* WHAT TO DO *
Retype every line of the data below exactly, leaving out the pictures.

Data items
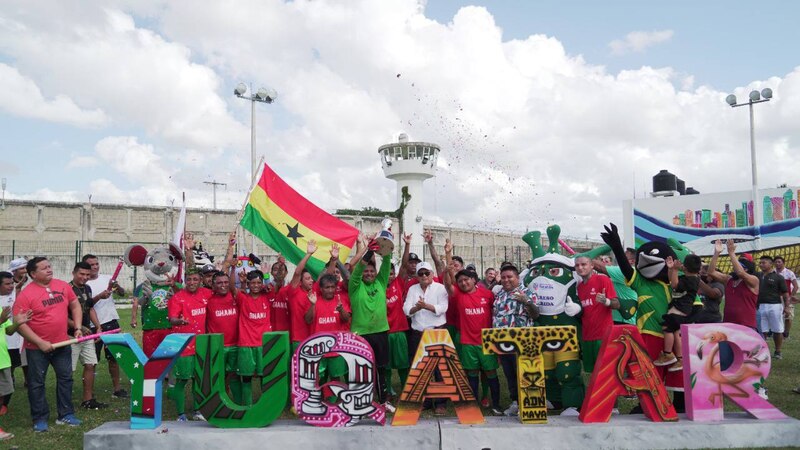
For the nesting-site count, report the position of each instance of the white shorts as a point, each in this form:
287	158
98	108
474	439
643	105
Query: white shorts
83	351
771	317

* THE RESULT *
For the nesting-site count, report the position of each instance of the white shorts as a point, each in this form:
287	158
98	108
474	439
643	105
Query: white shorts
83	351
771	317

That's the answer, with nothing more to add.